## Exercise instructions
All lines in the data that hold the word "annotate" need copying.

[Collection entries]
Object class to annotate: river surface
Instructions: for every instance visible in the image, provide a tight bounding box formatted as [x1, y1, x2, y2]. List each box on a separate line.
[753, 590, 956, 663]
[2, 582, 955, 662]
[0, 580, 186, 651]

==

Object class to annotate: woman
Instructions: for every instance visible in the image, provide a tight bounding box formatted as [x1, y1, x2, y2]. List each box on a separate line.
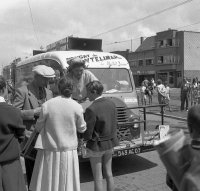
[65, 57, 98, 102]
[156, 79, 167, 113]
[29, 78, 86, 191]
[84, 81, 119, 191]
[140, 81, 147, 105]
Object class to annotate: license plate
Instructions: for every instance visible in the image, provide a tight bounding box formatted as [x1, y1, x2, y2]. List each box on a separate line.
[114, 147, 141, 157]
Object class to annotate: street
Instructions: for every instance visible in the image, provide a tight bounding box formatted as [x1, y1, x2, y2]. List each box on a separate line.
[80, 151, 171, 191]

--

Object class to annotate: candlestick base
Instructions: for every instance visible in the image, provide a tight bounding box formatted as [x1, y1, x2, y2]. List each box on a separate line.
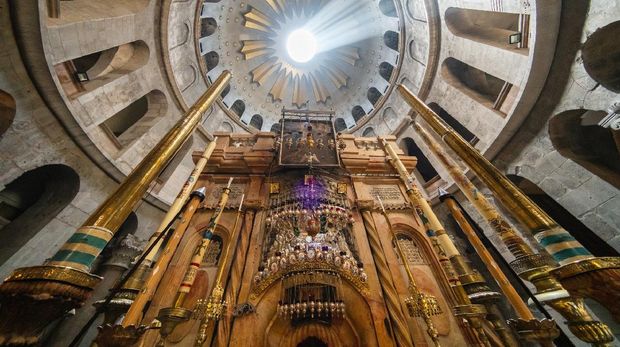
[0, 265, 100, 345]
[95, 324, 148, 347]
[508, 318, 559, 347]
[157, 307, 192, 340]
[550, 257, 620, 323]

## Answer for this exercise
Object class to annotate: river surface
Object class to annotate: woman
Object class to annotate: license plate
Object class to annotate: street
Object class to annotate: candlestick base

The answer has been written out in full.